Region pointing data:
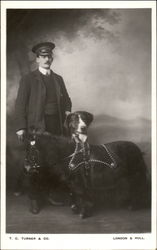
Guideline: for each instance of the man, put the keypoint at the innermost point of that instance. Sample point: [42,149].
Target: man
[42,103]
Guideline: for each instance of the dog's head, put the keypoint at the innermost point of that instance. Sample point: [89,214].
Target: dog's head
[78,122]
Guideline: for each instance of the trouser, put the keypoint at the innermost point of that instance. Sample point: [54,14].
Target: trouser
[44,180]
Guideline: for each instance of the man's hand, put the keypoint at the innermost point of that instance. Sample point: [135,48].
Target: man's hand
[21,134]
[67,113]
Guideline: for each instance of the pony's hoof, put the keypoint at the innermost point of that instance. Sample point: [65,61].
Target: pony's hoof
[82,216]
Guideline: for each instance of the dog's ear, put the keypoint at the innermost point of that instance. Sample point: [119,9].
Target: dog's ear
[89,117]
[66,122]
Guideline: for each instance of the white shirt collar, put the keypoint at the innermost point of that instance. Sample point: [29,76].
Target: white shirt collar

| WORK TO COMPLETE |
Check each line above for "collar" and return the ones that have it.

| EXERCISE SOLUTION |
Guideline: for each instance of the white shirt collar, put the keypoint at the innermost point of that instance. Sample point: [29,76].
Target: white shirt collar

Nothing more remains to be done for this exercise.